> Page extract
═══

Choosing the Right Business Entity : An Overview for New Entrepreneurs

Starting a business is one of the most exciting and daunting steps an entrepreneur can take. Beyond developing your product or service, securing funding, and building a customer base, you must also make a foundational decision: what type of legal entity should you form?

This choice isn’t just paperwork. The entity you select will affect how you are taxed, how decisions are made, how profits are distributed, whether you can raise outside capital, and—most importantly—whether your personal assets are protected from business liabilities.

Illinois law provides several options for structuring your business: corporations (C-corporations and S-corporations), limited liability companies (LLCs), general partnerships (GPs), limited liability partnerships (LLPs), limited partnerships (LPs), and limited liability limited partnerships (LLLPs). Each structure has its own benefits, drawbacks, and suitability depending on your goals.

Let’s walk through the key considerations.

Sole Proprietorship

While not technically a separate entity, a sole proprietorship is the simplest structure—one person owns and operates the business. There’s no filing required (other than registering an assumed name if you’re operating under something other than your own name).

The downside? You assume unlimited personal liability for all business debts and obligations. That’s why most advisors recommend avoiding this form.

Corporations: Structure and Stability

Corporations are among the most traditional forms of business organization. In Illinois, corporations are governed by the Illinois Business Corporation Act of 1983.

C-Corporations

A C-corporation is a separate legal entity owned by shareholders and managed by a board of directors. Shareholders enjoy limited liability—meaning they generally can’t lose more than what they invest. C-corps can issue multiple classes of stock, making them attractive for outside investors, venture capital firms, and public offerings.

The trade-off is taxation. C-corps are subject to “double taxation”: once at the corporate level when profits are earned, and again when those profits are distributed as dividends to shareholders. That said, many high-growth companies accept this cost because the C-corporation form is widely recognized and provides maximum flexibility for raising capital.

S-Corporations

An S-corporation begins life as a C-corp but makes a special election with the IRS. This election allows income, losses, and certain deductions to “pass through” directly to shareholders’ personal tax returns, avoiding double taxation.

However, the S-corp comes with restrictions. Ownership is limited to 100 shareholders, all of whom must be U.S. individuals or certain types of trusts or nonprofits. Only one class of stock is permitted. For small, closely held businesses that want corporate structure without the heavier tax burden, an S-corp can be a strong choice. But if you anticipate raising institutional capital or going public, you’ll likely need to convert back to a C-corp.

═══

> Problems
**A)** Reproduce the business entity overview word for word, everything from "The trade-off is" down to "for raising capital.".
**B)** Write the next part of the overview on choosing a business entity, continuing after its final sentence.
The listing that comes next is separate material and has no connection to the overview of business entities.

> Dataset extract
═══

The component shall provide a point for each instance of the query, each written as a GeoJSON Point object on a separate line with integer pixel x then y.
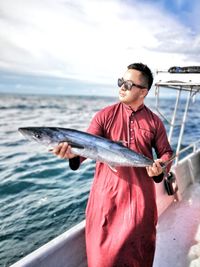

═══

> Answers for the tasks
**A)**
The trade-off is taxation. C-corps are subject to “double taxation”: once at the corporate level when profits are earned, and again when those profits are distributed as dividends to shareholders. That said, many high-growth companies accept this cost because the C-corporation form is widely recognized and provides maximum flexibility for raising capital.

**B)**
Limited Liability Companies (LLCs): Flexibility and Protection

LLCs, governed by the Illinois Limited Liability Company Act, combine the liability protection of corporations with the management and tax flexibility of partnerships.

Owners (called “members”) aren’t personally liable for the company’s debts or obligations. LLCs can be structured as member-managed (all owners participate in decision-making) or manager-managed (owners appoint managers). The operating agreement—though not legally required—is the critical document that spells out governance, profit distribution, and ownership rights.

For tax purposes, an LLC is a “pass-through” entity by default. However, members can elect corporate taxation if it makes sense. This flexibility is one reason LLCs have become the most popular choice for small and mid-sized businesses.

Illinois also allows Series LLCs, where separate “series” within a single LLC can have distinct assets, liabilities, and members. This can be particularly useful for real estate investors or businesses with multiple product lines.

The downside? Regulators and financial institutions are sometimes less familiar with LLCs than with corporations, and the body of case law interpreting the LLC Act is less developed. This provides more flexibility, but also less predictability.

Partnerships: Collaboration with Caution

Partnerships can be powerful vehicles when two or more people want to do business together—but they require careful attention to liability.

General Partnerships (GPs)

A general partnership arises automatically when two or more people carry on a business for profit. No formal filing is required. The catch is liability: each partner is personally responsible for the debts of the business and the actions of the other partners. Because of this, GPs are generally discouraged as a long-term entity choice.

Limited Liability Partnerships (LLPs)

An LLP is a safer version of the GP. By registering with the Secretary of State, partners can limit their personal liability for the debts and obligations of the partnership. LLPs are especially popular among professional firms—like law practices or accounting partnerships—where partners want to share management but also protect themselves from the acts of their colleagues.

Limited Partnerships (LPs) and Limited Liability Limited Partnerships (LLLPs)

An LP requires at least one general partner (who manages the business and has unlimited liability) and one limited partner (a passive investor whose liability is limited to their investment). LPs are often used in investment and real estate ventures, where investors provide capital but don’t want management responsibilities.

The LLLP is a variation that extends liability protection even to the general partners. This makes it especially attractive in industries like real estate development, where both managers and investors want limited exposure.

Key Considerations When Choosing

When evaluating these entity options, entrepreneurs should weigh the following factors:

  • Liability Protection: How important is it to shield your personal assets from business debts and lawsuits?

  • Taxation: Do you prefer pass-through taxation (avoiding corporate-level tax) or are you comfortable with corporate taxation in exchange for capital-raising flexibility?

  • Ownership Restrictions: Do you anticipate bringing in many investors, or will ownership remain closely held?

  • Management Style: Do you want a flexible, contract-based management structure (LLC/partnership) or a formalized board structure (corporation)?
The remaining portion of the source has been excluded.